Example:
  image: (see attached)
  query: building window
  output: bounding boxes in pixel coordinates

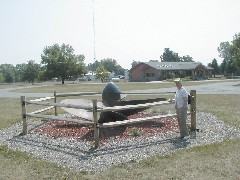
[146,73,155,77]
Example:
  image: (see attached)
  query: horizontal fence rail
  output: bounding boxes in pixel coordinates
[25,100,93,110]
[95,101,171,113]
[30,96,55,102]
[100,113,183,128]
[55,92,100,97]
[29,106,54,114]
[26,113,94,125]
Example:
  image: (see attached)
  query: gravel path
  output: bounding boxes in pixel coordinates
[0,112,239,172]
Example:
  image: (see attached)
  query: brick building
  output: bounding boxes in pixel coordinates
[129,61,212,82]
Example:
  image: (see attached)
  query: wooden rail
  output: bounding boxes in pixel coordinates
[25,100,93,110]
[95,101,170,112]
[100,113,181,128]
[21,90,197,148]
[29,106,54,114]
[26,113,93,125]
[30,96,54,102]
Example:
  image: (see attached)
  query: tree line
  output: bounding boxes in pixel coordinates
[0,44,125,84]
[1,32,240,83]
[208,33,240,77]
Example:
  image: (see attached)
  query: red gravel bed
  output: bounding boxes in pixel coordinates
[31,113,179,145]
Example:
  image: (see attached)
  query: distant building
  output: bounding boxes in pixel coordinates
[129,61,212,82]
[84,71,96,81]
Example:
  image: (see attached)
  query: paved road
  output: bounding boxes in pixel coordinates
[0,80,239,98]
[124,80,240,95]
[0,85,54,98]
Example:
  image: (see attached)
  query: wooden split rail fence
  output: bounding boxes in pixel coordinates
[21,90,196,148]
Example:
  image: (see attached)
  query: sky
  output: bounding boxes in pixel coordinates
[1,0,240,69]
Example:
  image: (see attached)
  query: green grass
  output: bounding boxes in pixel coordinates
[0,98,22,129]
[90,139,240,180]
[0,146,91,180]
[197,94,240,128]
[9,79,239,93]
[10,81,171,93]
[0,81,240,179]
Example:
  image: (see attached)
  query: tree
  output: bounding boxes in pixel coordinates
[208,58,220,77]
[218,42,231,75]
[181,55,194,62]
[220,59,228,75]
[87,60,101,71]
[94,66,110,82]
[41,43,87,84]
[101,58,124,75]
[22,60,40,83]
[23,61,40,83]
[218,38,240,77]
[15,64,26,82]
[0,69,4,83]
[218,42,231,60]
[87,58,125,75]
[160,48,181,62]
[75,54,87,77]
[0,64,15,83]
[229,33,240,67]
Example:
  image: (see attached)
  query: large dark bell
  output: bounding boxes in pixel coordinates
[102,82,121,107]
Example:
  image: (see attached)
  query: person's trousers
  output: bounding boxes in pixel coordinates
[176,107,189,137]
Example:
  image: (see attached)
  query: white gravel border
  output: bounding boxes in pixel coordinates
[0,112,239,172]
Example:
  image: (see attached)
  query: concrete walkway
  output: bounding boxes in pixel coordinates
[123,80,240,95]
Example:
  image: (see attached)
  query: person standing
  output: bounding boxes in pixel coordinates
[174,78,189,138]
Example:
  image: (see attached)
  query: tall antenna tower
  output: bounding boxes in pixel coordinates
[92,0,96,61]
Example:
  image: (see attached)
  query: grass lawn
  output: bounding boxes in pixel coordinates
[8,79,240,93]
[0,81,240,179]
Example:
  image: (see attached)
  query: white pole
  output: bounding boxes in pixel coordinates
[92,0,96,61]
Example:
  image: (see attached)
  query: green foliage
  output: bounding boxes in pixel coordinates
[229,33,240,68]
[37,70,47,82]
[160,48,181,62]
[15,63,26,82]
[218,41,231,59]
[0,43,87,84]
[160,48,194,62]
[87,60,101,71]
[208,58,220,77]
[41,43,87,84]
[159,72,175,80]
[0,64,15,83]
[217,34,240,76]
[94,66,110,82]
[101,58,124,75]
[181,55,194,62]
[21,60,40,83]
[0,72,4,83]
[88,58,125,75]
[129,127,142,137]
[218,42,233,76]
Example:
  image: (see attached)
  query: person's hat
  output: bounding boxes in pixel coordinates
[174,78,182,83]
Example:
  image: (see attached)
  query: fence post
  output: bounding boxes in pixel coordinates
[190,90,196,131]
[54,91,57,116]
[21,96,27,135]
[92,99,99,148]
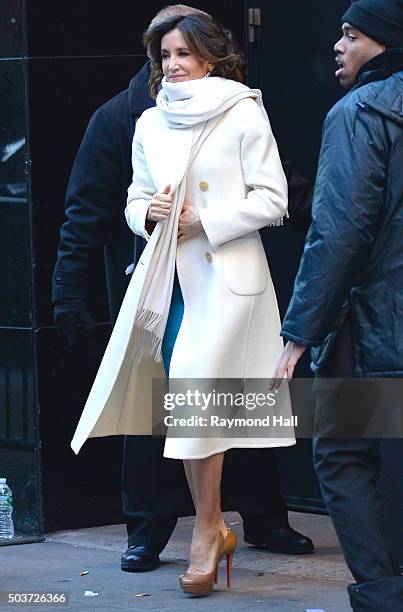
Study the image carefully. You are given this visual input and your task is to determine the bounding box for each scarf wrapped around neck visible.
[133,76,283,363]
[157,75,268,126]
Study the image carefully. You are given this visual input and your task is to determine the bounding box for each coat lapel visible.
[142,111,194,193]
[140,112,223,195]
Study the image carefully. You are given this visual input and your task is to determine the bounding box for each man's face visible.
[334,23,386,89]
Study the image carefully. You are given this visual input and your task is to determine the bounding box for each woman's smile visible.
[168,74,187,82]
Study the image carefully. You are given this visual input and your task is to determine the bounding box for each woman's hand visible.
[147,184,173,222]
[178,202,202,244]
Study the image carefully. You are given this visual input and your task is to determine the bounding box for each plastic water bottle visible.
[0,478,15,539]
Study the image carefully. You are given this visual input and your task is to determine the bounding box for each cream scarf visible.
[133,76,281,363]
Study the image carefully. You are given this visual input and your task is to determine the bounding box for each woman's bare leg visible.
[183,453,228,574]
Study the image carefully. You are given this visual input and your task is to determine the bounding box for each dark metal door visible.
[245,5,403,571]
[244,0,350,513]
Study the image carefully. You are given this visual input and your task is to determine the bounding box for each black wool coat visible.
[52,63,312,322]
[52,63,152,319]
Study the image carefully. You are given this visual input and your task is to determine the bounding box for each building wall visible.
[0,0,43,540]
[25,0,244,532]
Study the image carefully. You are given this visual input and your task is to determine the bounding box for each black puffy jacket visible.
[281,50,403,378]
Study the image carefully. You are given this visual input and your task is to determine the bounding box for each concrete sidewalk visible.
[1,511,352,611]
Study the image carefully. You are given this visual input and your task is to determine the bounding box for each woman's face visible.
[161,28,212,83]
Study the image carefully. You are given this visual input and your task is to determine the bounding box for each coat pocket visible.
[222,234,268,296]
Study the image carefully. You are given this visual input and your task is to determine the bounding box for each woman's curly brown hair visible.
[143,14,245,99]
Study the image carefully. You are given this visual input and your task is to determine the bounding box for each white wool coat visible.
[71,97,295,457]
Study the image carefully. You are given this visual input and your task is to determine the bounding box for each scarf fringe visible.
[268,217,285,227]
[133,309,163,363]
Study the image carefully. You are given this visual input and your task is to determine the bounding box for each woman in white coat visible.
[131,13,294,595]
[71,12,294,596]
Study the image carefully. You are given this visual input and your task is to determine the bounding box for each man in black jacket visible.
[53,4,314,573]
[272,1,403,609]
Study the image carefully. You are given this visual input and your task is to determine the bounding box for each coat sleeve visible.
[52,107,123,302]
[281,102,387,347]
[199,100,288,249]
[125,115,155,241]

> Description of the task:
Everything from the top line of the data down to and including the line with "query: gravel path" is to be copied, except the pictures.

> Exercise answer:
Example:
  image: (see attached)
  query: building window
  output: bounding boxes in pixel coordinates

[146,73,155,77]
Example:
  image: (see attached)
  query: horizontal fence rail
  output: bounding boxes in pixel coordinates
[25,100,93,110]
[95,101,171,113]
[30,96,55,102]
[100,113,183,128]
[55,92,100,97]
[29,106,54,114]
[26,113,94,125]
Example:
  image: (see attached)
  query: gravel path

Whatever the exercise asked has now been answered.